# [Set problem]
Copy every one of the following entries verbatim, and omit the pictures from the output.

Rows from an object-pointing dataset
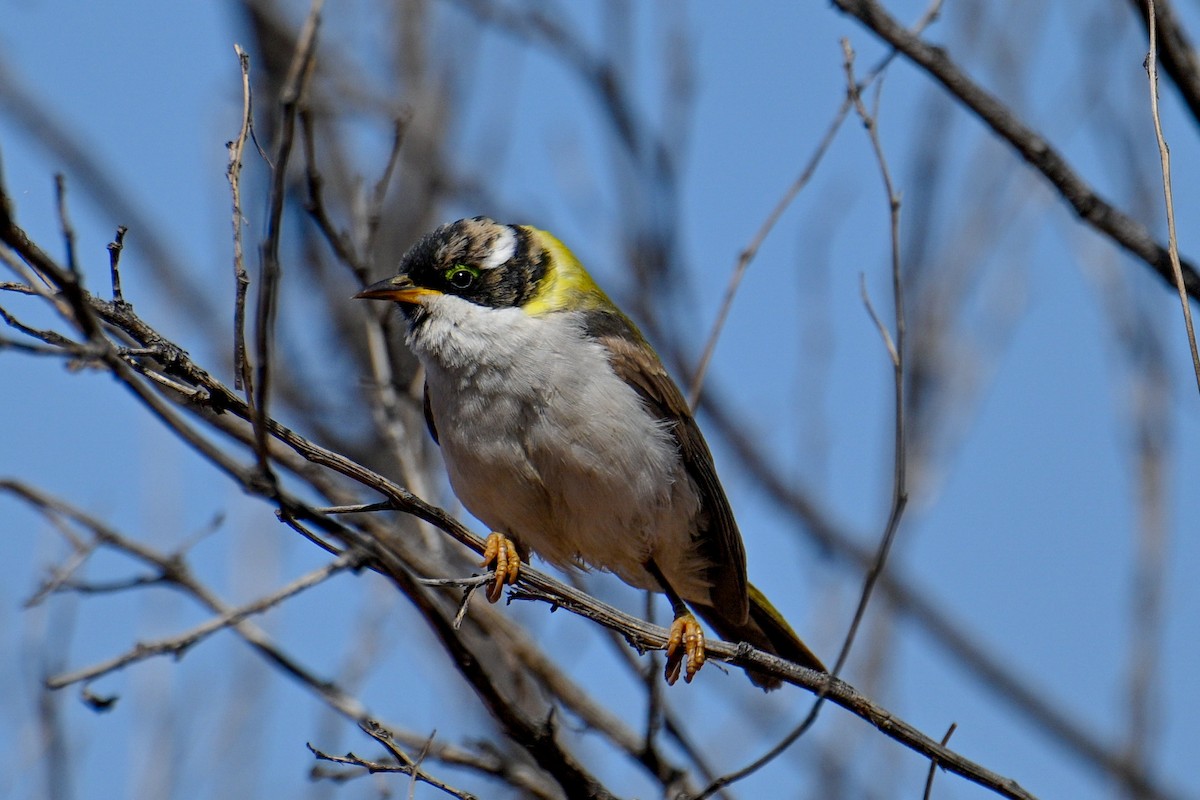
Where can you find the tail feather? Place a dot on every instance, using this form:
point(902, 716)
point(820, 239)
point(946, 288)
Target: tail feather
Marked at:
point(766, 630)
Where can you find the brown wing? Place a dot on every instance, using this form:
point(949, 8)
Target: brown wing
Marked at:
point(720, 542)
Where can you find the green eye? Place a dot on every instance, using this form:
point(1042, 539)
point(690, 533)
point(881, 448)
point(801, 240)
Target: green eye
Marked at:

# [Correct result]
Where can you find the tail feather? Place a dot on every instance, using this form:
point(902, 716)
point(820, 239)
point(946, 288)
Target: tail feather
Marked at:
point(766, 630)
Where can you find the brown wing? Place a dot on every instance, using this form:
point(949, 8)
Target: brown wing
Marked at:
point(720, 542)
Where can you find the green eye? Place a dot on every instance, using this form:
point(1042, 539)
point(690, 533)
point(881, 448)
point(801, 240)
Target: green eye
Marked at:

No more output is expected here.